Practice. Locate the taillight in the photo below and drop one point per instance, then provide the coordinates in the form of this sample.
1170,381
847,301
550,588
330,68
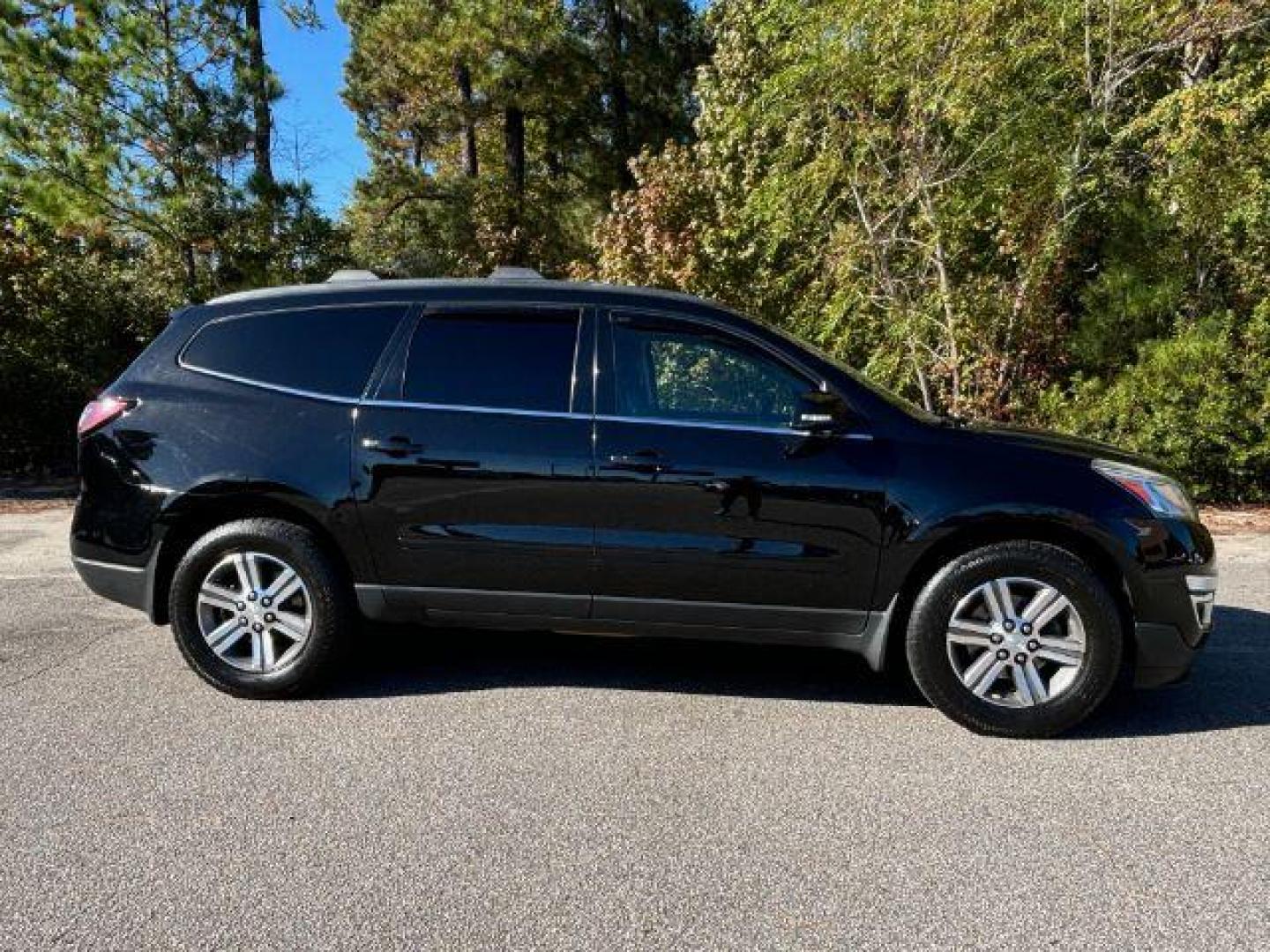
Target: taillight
101,412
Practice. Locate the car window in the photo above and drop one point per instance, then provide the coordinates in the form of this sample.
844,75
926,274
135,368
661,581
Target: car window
678,374
499,361
328,351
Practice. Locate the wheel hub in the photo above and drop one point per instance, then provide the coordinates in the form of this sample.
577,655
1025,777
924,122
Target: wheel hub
254,612
1016,641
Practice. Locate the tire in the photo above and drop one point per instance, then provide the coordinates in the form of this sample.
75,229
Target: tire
258,659
1067,669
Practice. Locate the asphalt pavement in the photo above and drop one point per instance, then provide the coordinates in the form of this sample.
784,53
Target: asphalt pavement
461,790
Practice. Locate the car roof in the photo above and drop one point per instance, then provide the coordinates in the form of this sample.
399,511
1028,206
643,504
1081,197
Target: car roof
497,288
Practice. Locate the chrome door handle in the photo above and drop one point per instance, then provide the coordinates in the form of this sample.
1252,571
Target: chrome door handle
392,446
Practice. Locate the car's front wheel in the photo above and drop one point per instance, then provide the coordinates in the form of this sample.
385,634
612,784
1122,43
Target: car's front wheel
1018,639
258,608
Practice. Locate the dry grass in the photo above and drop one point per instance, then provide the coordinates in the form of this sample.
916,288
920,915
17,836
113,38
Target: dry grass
1236,519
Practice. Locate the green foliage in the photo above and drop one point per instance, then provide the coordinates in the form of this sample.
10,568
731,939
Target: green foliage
1198,401
72,314
981,216
497,131
140,117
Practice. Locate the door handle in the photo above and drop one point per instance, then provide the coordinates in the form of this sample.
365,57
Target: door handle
643,461
392,446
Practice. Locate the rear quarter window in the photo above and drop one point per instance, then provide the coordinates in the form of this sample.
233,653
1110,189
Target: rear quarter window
326,351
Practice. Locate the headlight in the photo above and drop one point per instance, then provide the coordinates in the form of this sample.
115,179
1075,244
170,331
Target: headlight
1159,493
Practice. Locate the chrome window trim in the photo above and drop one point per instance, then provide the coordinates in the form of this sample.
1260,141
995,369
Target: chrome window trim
276,387
603,418
467,407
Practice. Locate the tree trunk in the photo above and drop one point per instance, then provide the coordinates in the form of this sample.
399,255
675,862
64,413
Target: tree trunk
513,155
619,97
467,131
262,133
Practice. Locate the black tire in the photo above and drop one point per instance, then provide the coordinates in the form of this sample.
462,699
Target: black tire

THE TASK: What you return should be exactly the lines above, starting at the one with "Target: chrome window trim" and ending at the one with "Practice. Locate the black", and nothing else.

SOLUTION BELOW:
Target: chrome window trim
276,387
603,418
467,407
Practice. Locate the tree trunk in the photo above and drop one point per instance, then provide the coordinates in the form of this sample.
399,255
675,862
64,413
Target: tree trunk
513,155
619,97
467,131
262,133
Practice. Locate the black tire in the photo above and drop one point per instance, then provide the coordinates in the form of this sample.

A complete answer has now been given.